Kutipan Halaman >>
>>>
Tentang Bagaimana Mencita #3


Sayang, aku menyapamu lagi. Lewat tulisan ini. Bukannya aku sok puitis atau biar dibilang seperti penulis. Bukan, tentu saja bukan. Kau paling mengerti aku sayang. Meskipun aku terkadang menulis status di media sosial sedikit panjang dan berkelit dengan struktur kata yang lebih sering dianggap teman media sosialku bahwa itu puitis. Sekali lagi bukan sayang. Semua ini karena aku selalu takut. Takut menyapamu langsung. Meneleponmu tiap saat senggangku. Atau sekedar sms tak penting kepadamu yang hanya menanyakan kabar dan mengingatkan untuk makan. Kita memang tidak seperti itu sayang. Kita berbeda. Kita memilih berjarak dan menunggu saat yang benar-benar indah. Kau tahu, aku yang menunggu.
Aku tak sengaja, suatu sore, setelah beraktifitas yang melelahkan dan lunas sudah kewajiban. Di tengah-tengah waktu menunggu maghrib. Tanganku menghidupkan leptop yang ada di meja kamar. Hanya untuk memutar lagu. Mungkin tanganku tak tega jika aku harus menikmati senja dengan diam, sepi dan sendiri. Atau itu atas perintah telingaku. Karena telingaku akhir-akhir ini terlalu lelah mendengarkan bahasa-bahasa asing dan bahasa kesunyian. Sayang, kau tahu apa itu bahasa kesunyian? Bahasa yang hanya bisa dipahami ketika malam begitu panjang, subuh tak kunjung datang bersamaan aku sangat merindukanmu lalu aku memilih sunyi sebagai teman. Mungkin telingaku lelah dan bosan karena setiap malam ia hanya mendengar desir angin malam, suara jangkrik dan malam yang senyap. Mungkin alasan itulah telinga menyuruh tangan untuk menghidupkan musik.

Sayang kau kenal dengan ERK ? Jika belum aku akan mengenalkan salah satu lagu yang menurutku begitu tengik. Ya, sepertinya engkau belum tahu. Karena aku tahu selera musikmu. Kau penikmat lagu-lagu instrumen semacam Kitaro. Dan ini juga bukan semacam Mozart, Matov ataupun Bethoven. Efek Rumah Kaca namanya. Dari namanya mungkin sudah sedikit anehkan menurutmu. Tapi lagu-lagunya sangat idealis menurutku. Tidak pasaran seperti lagu-lagu cinta yang mudah diingat tapi juga dilupakan. Selain ERK ada juga Payung Teduh. Untuk Payung Teduh mungkin akan kudendangkan langsung kepadamu. ERK lah yang dinyalakan oleh tanganku sore itu. Betapa brengseknya jika ada sebuah lagu yang berhasil menggulung kenangangan dan cerita. Seperti tentang kita.

Kita berdua hanya berpegangan tangan
Tak perlu berpelukan”
<<<
Entri Tersimpan >>
>>>
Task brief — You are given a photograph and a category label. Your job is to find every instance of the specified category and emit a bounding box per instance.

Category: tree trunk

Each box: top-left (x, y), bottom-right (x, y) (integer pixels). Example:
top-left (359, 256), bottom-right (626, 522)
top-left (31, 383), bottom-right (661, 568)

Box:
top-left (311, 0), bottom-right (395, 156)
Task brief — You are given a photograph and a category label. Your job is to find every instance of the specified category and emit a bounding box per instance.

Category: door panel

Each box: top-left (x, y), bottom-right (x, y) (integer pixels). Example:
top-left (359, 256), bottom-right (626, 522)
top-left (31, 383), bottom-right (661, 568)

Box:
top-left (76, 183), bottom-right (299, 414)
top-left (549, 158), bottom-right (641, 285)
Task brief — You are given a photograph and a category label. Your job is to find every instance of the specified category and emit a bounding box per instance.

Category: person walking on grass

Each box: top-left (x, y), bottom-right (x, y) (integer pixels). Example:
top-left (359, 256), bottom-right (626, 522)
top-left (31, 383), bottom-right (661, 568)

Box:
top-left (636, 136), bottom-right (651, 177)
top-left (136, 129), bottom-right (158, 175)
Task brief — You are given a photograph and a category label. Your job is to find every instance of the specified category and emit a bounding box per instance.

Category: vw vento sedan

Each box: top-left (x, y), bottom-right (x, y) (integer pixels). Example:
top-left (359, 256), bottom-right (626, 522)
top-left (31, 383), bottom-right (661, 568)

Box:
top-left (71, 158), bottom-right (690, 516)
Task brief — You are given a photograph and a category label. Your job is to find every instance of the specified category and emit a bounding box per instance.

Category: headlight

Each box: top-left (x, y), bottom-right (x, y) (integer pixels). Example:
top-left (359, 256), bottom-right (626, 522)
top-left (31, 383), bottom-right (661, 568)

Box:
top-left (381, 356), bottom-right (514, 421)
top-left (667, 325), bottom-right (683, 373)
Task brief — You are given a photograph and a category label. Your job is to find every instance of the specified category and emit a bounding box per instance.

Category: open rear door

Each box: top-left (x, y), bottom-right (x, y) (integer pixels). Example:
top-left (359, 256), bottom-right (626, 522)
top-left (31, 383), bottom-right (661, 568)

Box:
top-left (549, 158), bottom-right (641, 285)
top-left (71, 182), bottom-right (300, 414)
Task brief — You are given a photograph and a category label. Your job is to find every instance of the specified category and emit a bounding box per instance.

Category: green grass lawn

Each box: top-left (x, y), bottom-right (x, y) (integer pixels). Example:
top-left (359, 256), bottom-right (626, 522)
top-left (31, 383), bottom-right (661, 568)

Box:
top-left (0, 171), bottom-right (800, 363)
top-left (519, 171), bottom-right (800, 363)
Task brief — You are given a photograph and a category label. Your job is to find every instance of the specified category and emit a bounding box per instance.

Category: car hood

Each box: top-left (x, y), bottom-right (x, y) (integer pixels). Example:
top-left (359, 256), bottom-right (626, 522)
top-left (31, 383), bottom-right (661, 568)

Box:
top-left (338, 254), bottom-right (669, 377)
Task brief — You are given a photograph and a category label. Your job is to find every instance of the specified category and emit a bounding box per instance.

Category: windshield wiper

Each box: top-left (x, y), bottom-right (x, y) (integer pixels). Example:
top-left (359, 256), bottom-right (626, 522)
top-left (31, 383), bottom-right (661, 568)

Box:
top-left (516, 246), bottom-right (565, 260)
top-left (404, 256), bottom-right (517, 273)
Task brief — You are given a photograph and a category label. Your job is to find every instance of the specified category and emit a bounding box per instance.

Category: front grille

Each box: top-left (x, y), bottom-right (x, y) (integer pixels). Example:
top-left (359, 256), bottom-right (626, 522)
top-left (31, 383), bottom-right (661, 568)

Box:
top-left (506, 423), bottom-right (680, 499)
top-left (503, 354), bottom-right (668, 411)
<<<
Langkah Pengerjaan >>
1. Jawab pertanyaan berikut berdasarkan teks Tentang Bagaimana Mencita #3:
(a) Untuk apa laptop di meja kamar dihidupkan sore itu?
(b) Lagu jenis apa yang disukai sang kekasih, dan siapa contoh musisinya?
(c) Apa kepanjangan ERK?
2. Tuliskan ulang kata demi kata bagian teks Tentang Bagaimana Mencita #3 yang diawali "Tentang Bagaimana Mencita" dan berlanjut sampai "aku yang menunggu.".
3. Teruskan teks Tentang Bagaimana Mencita #3 dari bagian terakhir yang ditampilkan.

Hasil Tiap Tugas >>
1.
(a) Hanya untuk memutar lagu.
(b) Lagu-lagu instrumen, semacam Kitaro.
(c) Efek Rumah Kaca.

2.
Tentang Bagaimana Mencita #3


Sayang, aku menyapamu lagi. Lewat tulisan ini. Bukannya aku sok puitis atau biar dibilang seperti penulis. Bukan, tentu saja bukan. Kau paling mengerti aku sayang. Meskipun aku terkadang menulis status di media sosial sedikit panjang dan berkelit dengan struktur kata yang lebih sering dianggap teman media sosialku bahwa itu puitis. Sekali lagi bukan sayang. Semua ini karena aku selalu takut. Takut menyapamu langsung. Meneleponmu tiap saat senggangku. Atau sekedar sms tak penting kepadamu yang hanya menanyakan kabar dan mengingatkan untuk makan. Kita memang tidak seperti itu sayang. Kita berbeda. Kita memilih berjarak dan menunggu saat yang benar-benar indah. Kau tahu, aku yang menunggu.

3.
Sayang, kau masih ingat kau memegang tanganku erat? Tentu kau lupa. Karena saat itu kau sedang sakit perut gegara serangan musuh bulananmu. Kau hampir terhuyung dan aku harus mengantarkanmu pulang. Kehabisan tenaga itulah kau memegang erat tanganku. Duduk membonceng motorku yang butut tanganmu melingkar di pinggang dan merengkuh memgang erat tanganku yang kiri. Aku hampir saja tak bisa menghindari lubang di jalan karena hanya menyetir motor dengan tangan satu. Kau memegang erat dan aku mendengar erangan akibat sakit di perutmu. Saat itulah kau memeluk erat diriku dari belakang. Rasa-rasanya aku tak ingin mengantarmu pulang. Tapi membawamu mengelilingi dunia yang tiada habisnya agar kau selalu memeluk tubuh yang gempal ini. Namun itu tak mungkin kulakukan, melihatmu tak berdaya aku hanya berharap segera mengantarmu pulang dan kau bisa istirahat. Seperti itulah kita, tak pernah berjalan bersamaan dengan bergandeng tangan apalagi berpelukan. Bahkan ketika aku akan pergi merantau jauh darimu kau hanya mengecup pipiku yang berkecepatan melebihi cahaya. Cepat sekali. Tapi begitu membekas. Aku pergi dan kau tempat tinggal memegang janji.

Kita berdua hanya saling bercerita
Tak perlu memuji”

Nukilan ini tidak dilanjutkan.